▸ **REQUIREMENTS**:
Reproduce the items below, substituting "scene survey" for every occurrence of "habitat tally" and leaving all other text unchanged.

────────────────────────────────────────

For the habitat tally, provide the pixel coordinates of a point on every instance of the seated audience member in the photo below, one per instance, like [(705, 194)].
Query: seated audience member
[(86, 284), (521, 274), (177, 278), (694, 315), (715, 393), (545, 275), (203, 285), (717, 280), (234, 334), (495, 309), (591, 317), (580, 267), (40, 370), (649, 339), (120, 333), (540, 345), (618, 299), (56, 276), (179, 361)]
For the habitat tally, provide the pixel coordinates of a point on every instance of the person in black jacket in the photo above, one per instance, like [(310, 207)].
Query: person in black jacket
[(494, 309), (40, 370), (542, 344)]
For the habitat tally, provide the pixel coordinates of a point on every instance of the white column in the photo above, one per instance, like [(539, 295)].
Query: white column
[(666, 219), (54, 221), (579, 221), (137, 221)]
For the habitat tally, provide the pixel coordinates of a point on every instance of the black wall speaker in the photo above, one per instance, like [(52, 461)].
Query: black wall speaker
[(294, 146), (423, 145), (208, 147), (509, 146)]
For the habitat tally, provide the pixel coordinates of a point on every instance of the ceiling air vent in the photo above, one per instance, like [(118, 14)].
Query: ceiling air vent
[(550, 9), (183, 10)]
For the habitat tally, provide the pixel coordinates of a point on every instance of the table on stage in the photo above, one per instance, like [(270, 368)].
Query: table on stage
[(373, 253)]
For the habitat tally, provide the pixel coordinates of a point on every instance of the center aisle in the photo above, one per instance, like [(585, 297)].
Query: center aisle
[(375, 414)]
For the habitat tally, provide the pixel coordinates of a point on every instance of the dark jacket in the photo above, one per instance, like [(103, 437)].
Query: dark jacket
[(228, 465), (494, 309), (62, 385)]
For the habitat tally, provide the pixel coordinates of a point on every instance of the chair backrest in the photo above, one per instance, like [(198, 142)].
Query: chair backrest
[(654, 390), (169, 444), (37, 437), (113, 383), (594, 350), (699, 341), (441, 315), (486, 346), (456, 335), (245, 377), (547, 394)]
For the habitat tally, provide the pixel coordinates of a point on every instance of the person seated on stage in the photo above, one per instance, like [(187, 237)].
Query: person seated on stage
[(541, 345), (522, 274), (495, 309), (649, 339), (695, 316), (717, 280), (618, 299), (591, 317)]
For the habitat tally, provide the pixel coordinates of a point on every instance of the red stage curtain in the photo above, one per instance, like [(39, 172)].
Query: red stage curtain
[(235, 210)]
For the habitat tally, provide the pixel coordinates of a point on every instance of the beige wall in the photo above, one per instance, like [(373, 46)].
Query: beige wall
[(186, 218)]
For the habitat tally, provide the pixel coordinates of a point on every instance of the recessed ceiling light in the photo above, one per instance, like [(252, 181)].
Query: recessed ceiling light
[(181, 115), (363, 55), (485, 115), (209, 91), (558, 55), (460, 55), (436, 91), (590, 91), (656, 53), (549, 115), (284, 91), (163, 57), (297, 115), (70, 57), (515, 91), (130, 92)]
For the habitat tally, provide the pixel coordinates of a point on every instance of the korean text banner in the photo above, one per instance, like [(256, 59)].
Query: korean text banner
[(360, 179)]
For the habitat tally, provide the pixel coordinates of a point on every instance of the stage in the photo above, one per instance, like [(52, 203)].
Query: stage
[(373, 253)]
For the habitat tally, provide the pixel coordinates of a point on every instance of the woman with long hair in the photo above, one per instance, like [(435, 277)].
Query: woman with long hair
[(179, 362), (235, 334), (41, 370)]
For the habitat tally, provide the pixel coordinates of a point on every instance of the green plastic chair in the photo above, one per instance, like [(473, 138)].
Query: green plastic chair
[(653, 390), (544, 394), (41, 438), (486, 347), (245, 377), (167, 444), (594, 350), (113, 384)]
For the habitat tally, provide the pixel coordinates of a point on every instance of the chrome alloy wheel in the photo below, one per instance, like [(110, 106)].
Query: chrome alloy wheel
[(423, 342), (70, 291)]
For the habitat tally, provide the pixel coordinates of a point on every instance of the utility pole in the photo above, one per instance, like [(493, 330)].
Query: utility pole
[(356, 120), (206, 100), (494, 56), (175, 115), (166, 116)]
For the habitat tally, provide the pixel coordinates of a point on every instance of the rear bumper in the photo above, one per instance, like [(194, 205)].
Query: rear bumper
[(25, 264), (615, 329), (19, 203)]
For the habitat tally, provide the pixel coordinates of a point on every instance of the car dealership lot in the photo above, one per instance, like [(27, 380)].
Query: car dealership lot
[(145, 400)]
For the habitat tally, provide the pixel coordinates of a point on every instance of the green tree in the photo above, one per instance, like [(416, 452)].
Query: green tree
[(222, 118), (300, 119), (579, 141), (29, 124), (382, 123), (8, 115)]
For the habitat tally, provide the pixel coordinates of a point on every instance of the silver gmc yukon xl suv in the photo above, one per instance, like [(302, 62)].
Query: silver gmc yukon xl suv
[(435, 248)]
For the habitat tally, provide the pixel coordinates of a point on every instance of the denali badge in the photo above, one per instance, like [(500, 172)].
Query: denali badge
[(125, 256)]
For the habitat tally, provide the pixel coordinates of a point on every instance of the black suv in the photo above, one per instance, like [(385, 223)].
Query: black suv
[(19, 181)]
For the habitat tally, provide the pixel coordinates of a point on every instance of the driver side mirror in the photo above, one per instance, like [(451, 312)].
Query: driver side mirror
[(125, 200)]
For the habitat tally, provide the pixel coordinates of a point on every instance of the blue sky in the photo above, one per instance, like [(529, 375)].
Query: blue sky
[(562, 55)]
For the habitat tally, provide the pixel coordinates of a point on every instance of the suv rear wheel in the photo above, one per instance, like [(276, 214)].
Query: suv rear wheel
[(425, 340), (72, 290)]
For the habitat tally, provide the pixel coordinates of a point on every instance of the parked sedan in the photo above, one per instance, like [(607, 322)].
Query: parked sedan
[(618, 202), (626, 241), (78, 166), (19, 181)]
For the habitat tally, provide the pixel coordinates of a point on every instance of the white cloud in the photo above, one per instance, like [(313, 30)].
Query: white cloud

────────────────────────────────────────

▸ **EXERCISE ANSWER**:
For the scene survey, provide the pixel coordinates of a point on every instance of the seated audience member in the photo below, one per instance, like [(705, 194)].
Query: seated audience member
[(86, 284), (521, 274), (177, 278), (694, 315), (715, 393), (545, 275), (203, 285), (717, 280), (234, 334), (495, 309), (591, 317), (580, 267), (40, 370), (649, 339), (120, 333), (540, 345), (618, 299), (56, 276), (179, 361)]
For the scene survey, provide the pixel coordinates of a point on every instance of the person in black jacket in the photo above, one per instance, like [(310, 207)].
Query: person in black jacket
[(494, 309), (40, 370), (542, 344)]
For the scene survey, provide the pixel coordinates of a point on every instance of the white column in the photo above, one per instance, like [(539, 295)].
Query: white column
[(666, 219), (54, 221), (579, 221), (137, 221)]
For the scene survey, provide the pixel coordinates of a point on every instance of the black wall speaker in the photo above, one per instance, like [(52, 461)].
Query: black wall speaker
[(294, 146), (423, 145), (208, 147), (509, 146)]
For the scene survey, provide the pixel coordinates of a point on every instance of the ceiling air vent in the photo above, one per instance, like [(118, 14)].
Query: ceiling air vent
[(550, 9), (183, 10)]
For the scene survey, provide the pixel coordinates of a point on every instance of the table on stage in the photo above, one per instance, like [(270, 368)].
Query: table on stage
[(373, 253)]
For the scene survey, provide the pixel coordinates of a point on every instance of the center aisle in the photo above, one per instance, like [(585, 297)].
Query: center aisle
[(375, 414)]
For the scene survey, provide the pixel coordinates of a point on every instance of the dark jacket in the photo above, one per instance, like [(103, 437)].
Query: dark jacket
[(228, 465), (494, 309), (62, 385)]
For the scene survey, provide the pixel coordinates of a point on every instance of the chair backrest in the photo above, one per instance, like [(198, 142)].
Query: chair backrest
[(654, 390), (169, 444), (37, 437), (113, 383), (594, 350), (699, 341), (441, 315), (486, 346), (456, 335), (245, 377), (547, 394)]
For the scene survey, provide the pixel coordinates of a point on every instance of the person seated on stage in the photo above, one per instance, like [(187, 237)].
Query: person seated on stage
[(541, 345), (522, 274), (495, 309), (649, 339), (695, 316), (717, 280), (618, 299), (591, 317)]
For the scene survey, provide the pixel coordinates of a point on every instance of the red stage curtain in the photo above, one per instance, like [(39, 172)].
Query: red stage curtain
[(235, 210)]
For the scene survey, provide the pixel coordinates of a point on every instance of the beige wall in the photo above, one per instance, like [(373, 46)].
Query: beige wall
[(186, 218)]
For the scene survey, provide the pixel coordinates of a point on every instance of the recessed ceiling light in the photo above, one per instance, like [(252, 181)].
Query: recessed ceiling light
[(181, 115), (363, 55), (485, 115), (209, 91), (558, 55), (460, 55), (436, 91), (590, 91), (656, 53), (549, 115), (284, 91), (163, 57), (297, 115), (70, 57), (515, 91), (130, 92)]
For the scene survey, provide the pixel coordinates of a point on every instance of the korean text banner in the photo above, one per instance, like [(256, 59)].
Query: korean text banner
[(360, 179)]
For the scene survey, provide the pixel coordinates of a point on every instance of the stage in the photo above, one per instance, like [(52, 203)].
Query: stage
[(373, 253)]
For the scene survey, provide the pixel coordinates of a point on every instance of the woman with long hair in the photo above, one per instance, like [(435, 277)].
Query: woman with long hair
[(179, 362), (235, 334), (41, 370)]
For the scene survey, provide the pixel coordinates of a point on every instance of the green plastic chair in the photo above, one per instance, like [(473, 138)].
Query: green plastic chair
[(653, 390), (544, 394), (41, 438), (486, 347), (245, 377), (167, 444), (594, 350), (113, 384)]
For the scene survey, provide the pixel coordinates of a point on every instance of the chrome alloy wheel in the photo below, one per instance, like [(110, 106)].
Query: chrome alloy wheel
[(423, 342), (70, 291)]
For the scene survey, provide the pixel coordinates of a point on every instance of the utility pole in the photo above, one per instance, like [(493, 330)].
Query: utility pole
[(356, 120), (206, 100), (494, 56), (175, 115), (166, 116)]
For the scene survey, provide the pixel coordinates of a point on every instance of the rear bumper in the photo above, one per instance, like [(194, 205)].
Query: rear bumper
[(25, 264), (615, 329), (19, 203)]
For the scene survey, provide the pixel coordinates of a point on every instance of the car dealership lot in the photo above, one per instance, like [(27, 380)].
Query: car dealership lot
[(145, 400)]
For the scene survey, provide the pixel coordinates of a point on every instance of the green tree in the photo above, one per instance, like [(416, 452)].
Query: green tree
[(222, 118), (300, 119), (579, 141), (29, 124), (382, 123), (8, 115)]
For the scene survey, provide the pixel coordinates of a point on every instance of the silver gmc yukon xl suv in the photo above, one per instance, like [(302, 62)].
Query: silver gmc yukon xl suv
[(435, 248)]
For the scene survey, provide the pixel coordinates of a point on every instance of the denali badge in the photo above, one per instance, like [(500, 172)].
Query: denali badge
[(125, 256)]
For the scene survey, provide the pixel coordinates of a point on every instance of the black suv in the photo above, one per instance, like [(385, 223)].
Query: black suv
[(19, 181)]
For the scene survey, provide the pixel coordinates of a point on every instance of the driver side mirror in the photo above, one per instance, like [(451, 312)].
Query: driver side mirror
[(125, 200)]
For the scene survey, provide the pixel coordinates of a point on every instance of the blue sky in the photo above, one per instance, like [(529, 375)].
Query: blue sky
[(562, 55)]
For the scene survey, provide the pixel coordinates of a point on every instance of the suv rear wheel in the photo above, one per instance, like [(276, 214)].
Query: suv rear wheel
[(425, 340), (72, 290)]
For the scene survey, provide the pixel coordinates of a point on every instance of the parked sedan in the photo above, one per instance, like [(607, 322)].
Query: parked sedan
[(618, 202), (626, 241), (78, 166), (19, 181)]
For the scene survey, provide the pixel coordinates of a point on every instance of the white cloud in the photo above, one per instance, like [(313, 30)].
Query: white cloud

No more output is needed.